## Short task a:
Set down the court excerpt on the Local Law 4 referral requirement word for word, in its entirety.

## Text shown:

A stamp or mark put on letters or other mailable matter received at the post
office for transmission through the mails (as defined by below). Black’s Law
Dictionary: Special Deluxe Fifth edition: St. Paul Minn WEST PUBLISHING CO.
1979.
Para.
2: The Court reads Para 2 as being applicable to the instant matter as well.
This case concerns an alleged referral of a proposed planning and zoning action
(creation of the CBM District by the implementation of Local Law 4) by the VPPB
to the RCPB, “…before taking final actions…”, on the proposed creation of the
CBM District.
By
reason of all the foregoing the referral requirements of GML 239-m are
applicable to the instant proceeding before the Court.
Para
3: Paragraph 3 defines the actions subject to the referral requirements of GML
239-m which include:
i.
“Adoption or amendment of a comprehensive plan pursuant to… section 7-722 of
the village law…”
ii.
“adoption… of a zoning ordinance or local law…”
Further
proposed actions that will likely apply to the proposed creation of the CBM
District by Local Law 4 include:
iii.
Issuance of special use permits.
iv.
Approval of site plans.
v.
Granting of use or area variance.
vi.
Other authorizations.
THE
CLAIM BY “CONCERNED RESIDENTS”.
The basic claim by “Concerned
Residents” is that Local Law 4 which changed certain zoning in the Village of
Piermont (hereinafter referred to as the Village or Piermont) is
“jurisdictionally flawed and therefore null and void” (NYSCEF 21, para 4). The
effect of Local Law 4 is that a new zoning district, the Central Business
Multi-Use District (CBM) is created within the Village. As a potential result,
Piermont Developers LLC ( the Developers) is seeking approvals for a new, three
story, fourteen (14) unit multiple dwelling (the Project) located at 447- 477
Piermont Avenue in the Village (Subject Property). The cause of action is that
Local Law 4 was enacted without “referring the legislation to the Rockland
County Department of Planning (County Planning Department) as mandated by
General Municipal Law 239-m.” (NYSCEF 21, para 7).

[Records]
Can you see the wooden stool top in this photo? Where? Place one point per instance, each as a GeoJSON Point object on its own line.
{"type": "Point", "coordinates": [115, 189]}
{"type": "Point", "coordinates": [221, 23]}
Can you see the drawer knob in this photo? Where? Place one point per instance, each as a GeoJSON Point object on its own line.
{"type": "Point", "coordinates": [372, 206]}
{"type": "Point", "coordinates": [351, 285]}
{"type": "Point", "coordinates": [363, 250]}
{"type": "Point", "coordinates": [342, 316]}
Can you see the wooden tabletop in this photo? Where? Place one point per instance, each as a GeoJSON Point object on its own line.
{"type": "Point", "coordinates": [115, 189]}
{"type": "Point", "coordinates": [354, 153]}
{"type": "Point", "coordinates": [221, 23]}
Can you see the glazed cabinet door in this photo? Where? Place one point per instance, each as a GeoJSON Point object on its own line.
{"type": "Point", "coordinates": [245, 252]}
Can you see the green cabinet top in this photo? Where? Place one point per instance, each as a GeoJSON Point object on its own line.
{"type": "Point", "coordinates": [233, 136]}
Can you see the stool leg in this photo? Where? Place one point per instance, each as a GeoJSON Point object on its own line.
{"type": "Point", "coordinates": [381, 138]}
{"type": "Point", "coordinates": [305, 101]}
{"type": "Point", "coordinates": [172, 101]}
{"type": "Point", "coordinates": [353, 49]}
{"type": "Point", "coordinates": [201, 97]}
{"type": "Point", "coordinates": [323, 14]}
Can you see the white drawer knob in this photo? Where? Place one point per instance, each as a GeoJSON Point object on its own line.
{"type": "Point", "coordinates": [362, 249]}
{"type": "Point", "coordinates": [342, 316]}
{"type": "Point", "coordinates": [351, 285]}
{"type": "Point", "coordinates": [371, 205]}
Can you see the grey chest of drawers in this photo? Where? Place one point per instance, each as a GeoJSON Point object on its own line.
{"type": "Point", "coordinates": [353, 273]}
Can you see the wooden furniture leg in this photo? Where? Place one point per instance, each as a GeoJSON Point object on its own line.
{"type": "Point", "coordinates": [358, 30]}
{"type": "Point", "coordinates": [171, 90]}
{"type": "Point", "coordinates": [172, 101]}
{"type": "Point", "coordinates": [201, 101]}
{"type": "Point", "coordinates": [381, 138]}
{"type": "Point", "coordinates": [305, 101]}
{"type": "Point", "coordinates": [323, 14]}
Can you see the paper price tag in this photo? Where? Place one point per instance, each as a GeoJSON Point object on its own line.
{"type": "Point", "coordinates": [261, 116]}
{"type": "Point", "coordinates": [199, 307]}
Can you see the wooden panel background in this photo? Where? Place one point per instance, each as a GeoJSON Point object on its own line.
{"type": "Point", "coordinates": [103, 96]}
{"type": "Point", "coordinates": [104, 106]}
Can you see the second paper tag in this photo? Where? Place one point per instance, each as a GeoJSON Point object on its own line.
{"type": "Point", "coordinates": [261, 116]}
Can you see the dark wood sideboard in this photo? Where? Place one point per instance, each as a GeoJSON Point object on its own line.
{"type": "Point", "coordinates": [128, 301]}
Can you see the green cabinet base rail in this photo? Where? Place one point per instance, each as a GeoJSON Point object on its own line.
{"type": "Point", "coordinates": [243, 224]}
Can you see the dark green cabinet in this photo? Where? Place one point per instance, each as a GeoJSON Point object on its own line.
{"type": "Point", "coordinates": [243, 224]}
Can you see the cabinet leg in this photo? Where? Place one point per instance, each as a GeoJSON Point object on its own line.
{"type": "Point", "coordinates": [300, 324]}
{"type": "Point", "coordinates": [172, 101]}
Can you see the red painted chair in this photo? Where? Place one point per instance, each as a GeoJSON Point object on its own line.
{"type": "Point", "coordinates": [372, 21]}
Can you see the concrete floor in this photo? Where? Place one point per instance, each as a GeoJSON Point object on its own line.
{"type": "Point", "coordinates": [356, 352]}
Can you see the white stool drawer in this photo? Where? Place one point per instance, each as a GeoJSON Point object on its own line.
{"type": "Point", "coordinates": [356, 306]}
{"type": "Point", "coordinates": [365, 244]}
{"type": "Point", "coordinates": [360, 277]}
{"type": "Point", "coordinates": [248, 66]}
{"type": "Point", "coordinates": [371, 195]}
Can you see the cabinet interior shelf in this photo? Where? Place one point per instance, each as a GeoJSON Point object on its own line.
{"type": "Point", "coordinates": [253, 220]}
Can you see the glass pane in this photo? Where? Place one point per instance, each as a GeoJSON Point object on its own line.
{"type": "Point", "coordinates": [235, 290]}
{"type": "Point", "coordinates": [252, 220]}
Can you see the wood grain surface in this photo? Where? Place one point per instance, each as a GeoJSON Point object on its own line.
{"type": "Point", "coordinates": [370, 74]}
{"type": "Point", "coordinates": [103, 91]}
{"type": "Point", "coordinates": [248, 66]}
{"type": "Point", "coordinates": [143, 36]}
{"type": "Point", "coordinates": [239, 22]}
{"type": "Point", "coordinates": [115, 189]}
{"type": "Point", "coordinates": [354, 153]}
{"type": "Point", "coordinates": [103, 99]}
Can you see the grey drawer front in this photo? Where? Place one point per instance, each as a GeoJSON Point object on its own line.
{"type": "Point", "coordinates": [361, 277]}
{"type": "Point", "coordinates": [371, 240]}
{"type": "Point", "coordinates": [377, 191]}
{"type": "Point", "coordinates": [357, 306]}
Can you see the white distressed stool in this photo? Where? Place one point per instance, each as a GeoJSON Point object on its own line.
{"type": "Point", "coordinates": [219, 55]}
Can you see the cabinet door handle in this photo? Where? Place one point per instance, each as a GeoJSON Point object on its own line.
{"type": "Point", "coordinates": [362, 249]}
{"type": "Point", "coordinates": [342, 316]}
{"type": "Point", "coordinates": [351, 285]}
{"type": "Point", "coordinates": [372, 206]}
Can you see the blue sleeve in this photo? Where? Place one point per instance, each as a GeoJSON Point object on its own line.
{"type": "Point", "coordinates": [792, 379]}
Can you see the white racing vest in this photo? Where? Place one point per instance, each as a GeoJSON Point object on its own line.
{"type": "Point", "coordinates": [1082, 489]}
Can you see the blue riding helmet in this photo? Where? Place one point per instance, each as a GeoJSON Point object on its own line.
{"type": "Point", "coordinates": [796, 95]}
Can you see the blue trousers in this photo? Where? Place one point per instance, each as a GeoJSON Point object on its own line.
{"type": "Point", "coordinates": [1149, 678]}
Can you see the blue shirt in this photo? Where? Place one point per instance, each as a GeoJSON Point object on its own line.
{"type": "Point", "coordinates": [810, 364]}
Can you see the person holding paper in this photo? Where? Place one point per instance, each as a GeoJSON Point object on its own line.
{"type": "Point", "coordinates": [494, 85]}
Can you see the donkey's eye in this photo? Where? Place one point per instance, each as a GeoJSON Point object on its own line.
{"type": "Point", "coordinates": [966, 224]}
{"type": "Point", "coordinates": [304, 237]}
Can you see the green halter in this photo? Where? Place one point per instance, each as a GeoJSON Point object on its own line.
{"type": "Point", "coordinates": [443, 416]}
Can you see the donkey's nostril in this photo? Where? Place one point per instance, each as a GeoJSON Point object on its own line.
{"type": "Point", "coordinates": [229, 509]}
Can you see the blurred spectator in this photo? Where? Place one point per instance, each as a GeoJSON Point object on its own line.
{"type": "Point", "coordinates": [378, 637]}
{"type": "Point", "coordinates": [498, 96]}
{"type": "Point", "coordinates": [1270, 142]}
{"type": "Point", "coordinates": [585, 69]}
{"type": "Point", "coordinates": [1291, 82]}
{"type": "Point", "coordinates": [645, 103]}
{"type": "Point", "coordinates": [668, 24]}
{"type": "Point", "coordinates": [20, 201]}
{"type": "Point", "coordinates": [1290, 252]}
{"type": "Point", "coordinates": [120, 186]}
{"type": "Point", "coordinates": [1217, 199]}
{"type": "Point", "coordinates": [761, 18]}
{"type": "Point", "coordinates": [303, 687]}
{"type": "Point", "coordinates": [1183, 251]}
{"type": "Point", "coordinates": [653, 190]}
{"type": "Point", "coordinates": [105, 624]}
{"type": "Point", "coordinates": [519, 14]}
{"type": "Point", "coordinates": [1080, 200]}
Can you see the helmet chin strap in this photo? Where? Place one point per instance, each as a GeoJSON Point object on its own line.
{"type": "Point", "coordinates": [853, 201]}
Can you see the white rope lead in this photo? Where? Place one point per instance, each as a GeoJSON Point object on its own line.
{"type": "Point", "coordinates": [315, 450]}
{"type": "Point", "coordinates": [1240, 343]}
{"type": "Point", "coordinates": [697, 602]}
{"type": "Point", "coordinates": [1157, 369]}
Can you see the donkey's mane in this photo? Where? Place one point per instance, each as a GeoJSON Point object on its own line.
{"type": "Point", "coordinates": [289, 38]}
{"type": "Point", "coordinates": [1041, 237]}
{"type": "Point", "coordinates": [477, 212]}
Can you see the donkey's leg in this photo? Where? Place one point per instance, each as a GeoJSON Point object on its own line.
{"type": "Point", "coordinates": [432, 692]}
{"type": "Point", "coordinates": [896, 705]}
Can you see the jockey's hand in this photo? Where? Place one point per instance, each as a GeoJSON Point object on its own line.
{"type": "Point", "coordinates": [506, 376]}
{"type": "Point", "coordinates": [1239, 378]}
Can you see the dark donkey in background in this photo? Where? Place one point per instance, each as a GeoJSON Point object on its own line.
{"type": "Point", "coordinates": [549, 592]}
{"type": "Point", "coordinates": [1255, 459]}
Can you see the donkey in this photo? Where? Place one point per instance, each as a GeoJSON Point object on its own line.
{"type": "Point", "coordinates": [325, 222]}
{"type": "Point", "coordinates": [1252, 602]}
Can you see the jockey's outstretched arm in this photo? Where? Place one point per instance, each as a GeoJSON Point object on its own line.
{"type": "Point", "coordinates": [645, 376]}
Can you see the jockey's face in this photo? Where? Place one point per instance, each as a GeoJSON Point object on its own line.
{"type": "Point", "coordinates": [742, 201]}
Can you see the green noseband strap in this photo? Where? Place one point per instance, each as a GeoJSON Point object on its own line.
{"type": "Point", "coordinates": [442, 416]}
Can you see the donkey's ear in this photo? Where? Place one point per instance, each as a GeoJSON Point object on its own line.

## Short task b:
Extract, verbatim, everything in the entries from the line containing "Can you see the jockey's outstretched" down to the last line of the entries, inclusive.

## Full output a:
A stamp or mark put on letters or other mailable matter received at the post
office for transmission through the mails (as defined by below). Black’s Law
Dictionary: Special Deluxe Fifth edition: St. Paul Minn WEST PUBLISHING CO.
1979.
Para.
2: The Court reads Para 2 as being applicable to the instant matter as well.
This case concerns an alleged referral of a proposed planning and zoning action
(creation of the CBM District by the implementation of Local Law 4) by the VPPB
to the RCPB, “…before taking final actions…”, on the proposed creation of the
CBM District.
By
reason of all the foregoing the referral requirements of GML 239-m are
applicable to the instant proceeding before the Court.
Para
3: Paragraph 3 defines the actions subject to the referral requirements of GML
239-m which include:
i.
“Adoption or amendment of a comprehensive plan pursuant to… section 7-722 of
the village law…”
ii.
“adoption… of a zoning ordinance or local law…”
Further
proposed actions that will likely apply to the proposed creation of the CBM
District by Local Law 4 include:
iii.
Issuance of special use permits.
iv.
Approval of site plans.
v.
Granting of use or area variance.
vi.
Other authorizations.
THE
CLAIM BY “CONCERNED RESIDENTS”.
The basic claim by “Concerned
Residents” is that Local Law 4 which changed certain zoning in the Village of
Piermont (hereinafter referred to as the Village or Piermont) is
“jurisdictionally flawed and therefore null and void” (NYSCEF 21, para 4). The
effect of Local Law 4 is that a new zoning district, the Central Business
Multi-Use District (CBM) is created within the Village. As a potential result,
Piermont Developers LLC ( the Developers) is seeking approvals for a new, three
story, fourteen (14) unit multiple dwelling (the Project) located at 447- 477
Piermont Avenue in the Village (Subject Property). The cause of action is that
Local Law 4 was enacted without “referring the legislation to the Rockland
County Department of Planning (County Planning Department) as mandated by
General Municipal Law 239-m.” (NYSCEF 21, para 7).

## Full output b:
Can you see the jockey's outstretched arm in this photo? Where? Place one point per instance, each as a GeoJSON Point object on its own line.
{"type": "Point", "coordinates": [645, 376]}
Can you see the jockey's face in this photo? Where? Place one point per instance, each as a GeoJSON Point object on its own line.
{"type": "Point", "coordinates": [742, 201]}
Can you see the green noseband strap in this photo? Where? Place one point per instance, each as a GeoJSON Point object on its own line.
{"type": "Point", "coordinates": [442, 416]}
Can you see the donkey's ear in this photo? Where? Place one point per instance, each as a GeoJSON Point object on its own line.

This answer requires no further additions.